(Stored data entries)
## Begin

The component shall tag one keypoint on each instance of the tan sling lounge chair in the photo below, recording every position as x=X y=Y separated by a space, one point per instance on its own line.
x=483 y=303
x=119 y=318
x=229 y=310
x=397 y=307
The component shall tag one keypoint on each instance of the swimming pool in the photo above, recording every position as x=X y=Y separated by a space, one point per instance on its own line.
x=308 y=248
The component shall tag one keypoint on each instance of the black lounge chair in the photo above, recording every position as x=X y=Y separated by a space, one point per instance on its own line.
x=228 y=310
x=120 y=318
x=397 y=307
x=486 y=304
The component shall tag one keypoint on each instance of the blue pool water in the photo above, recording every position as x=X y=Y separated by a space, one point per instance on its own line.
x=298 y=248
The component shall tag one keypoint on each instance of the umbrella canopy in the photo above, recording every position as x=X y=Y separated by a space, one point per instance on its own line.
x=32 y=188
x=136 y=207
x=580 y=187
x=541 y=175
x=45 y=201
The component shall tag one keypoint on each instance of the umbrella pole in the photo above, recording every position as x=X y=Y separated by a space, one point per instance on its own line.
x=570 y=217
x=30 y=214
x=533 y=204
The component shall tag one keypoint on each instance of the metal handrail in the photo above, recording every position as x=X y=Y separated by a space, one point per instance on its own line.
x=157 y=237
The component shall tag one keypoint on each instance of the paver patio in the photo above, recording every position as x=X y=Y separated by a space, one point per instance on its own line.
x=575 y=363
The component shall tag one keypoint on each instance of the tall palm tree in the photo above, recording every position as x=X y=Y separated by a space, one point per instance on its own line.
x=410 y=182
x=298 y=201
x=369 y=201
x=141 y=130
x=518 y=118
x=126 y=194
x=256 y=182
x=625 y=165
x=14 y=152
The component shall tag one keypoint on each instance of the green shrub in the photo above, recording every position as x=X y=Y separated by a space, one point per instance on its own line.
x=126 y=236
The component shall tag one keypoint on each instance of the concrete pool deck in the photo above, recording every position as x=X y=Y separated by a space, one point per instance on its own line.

## End

Brief:
Reproduce all of the material above verbatim, line for line, without any alteration.

Right answer:
The component shall tag one keypoint on each instance of the tan sling lounge chair in the photo below, recording every position as x=X y=Y separated by a space, one point per instance on its own line.
x=483 y=303
x=119 y=318
x=229 y=310
x=397 y=307
The component shall tag one keypoint on each instance of the swimming pool in the photo above, recording every position as x=X y=Y separated by a space, one point per instance on its own line.
x=308 y=248
The component shall tag one keypoint on each instance of the black lounge chair in the photo above, recording every position as x=X y=Y separated by a space, one point per instance on its own line.
x=228 y=310
x=120 y=318
x=397 y=307
x=486 y=304
The component shall tag one keypoint on each instance of the blue pool water in the photo above, recording every position as x=X y=Y separated by a space, one point per instance on its own line.
x=298 y=248
The component shall tag one keypoint on each instance of the umbrella canopy in the photo above, recording every position as x=X y=Y separated by a space, one point per instance on its own line.
x=32 y=188
x=136 y=207
x=580 y=187
x=541 y=175
x=45 y=201
The component shall tag one keypoint on each instance of the umbrella pole in the photo above, recording every position as x=X y=Y separated by a space, one point per instance on its own line.
x=570 y=217
x=30 y=214
x=533 y=204
The component shall tag one keypoint on each instance of the metal handrail in the photo above, recording every position as x=X y=Y separated by a space, one point per instance on its own line.
x=157 y=237
The component shall tag one keypoint on each instance of the paver patio in the photo above, recording every position as x=X y=Y separated by a space, one point per instance on its own line.
x=575 y=363
The component shall tag one keypoint on each instance of the tall palm tree in the photo above, recording every position as x=X y=Y separated by a space, one point per instance on its own line.
x=410 y=182
x=298 y=201
x=369 y=201
x=141 y=130
x=518 y=118
x=126 y=194
x=256 y=182
x=625 y=165
x=14 y=152
The component shall tag one keypoint on each instance of the green shrub in the photo above, recording every position as x=X y=Y separated by a space, one point per instance on its own line.
x=126 y=236
The component shall tag one keypoint on each instance of the concrete pool deck in the photo above, recording every position as x=X y=Y separated by a space, one point per instance on its own line.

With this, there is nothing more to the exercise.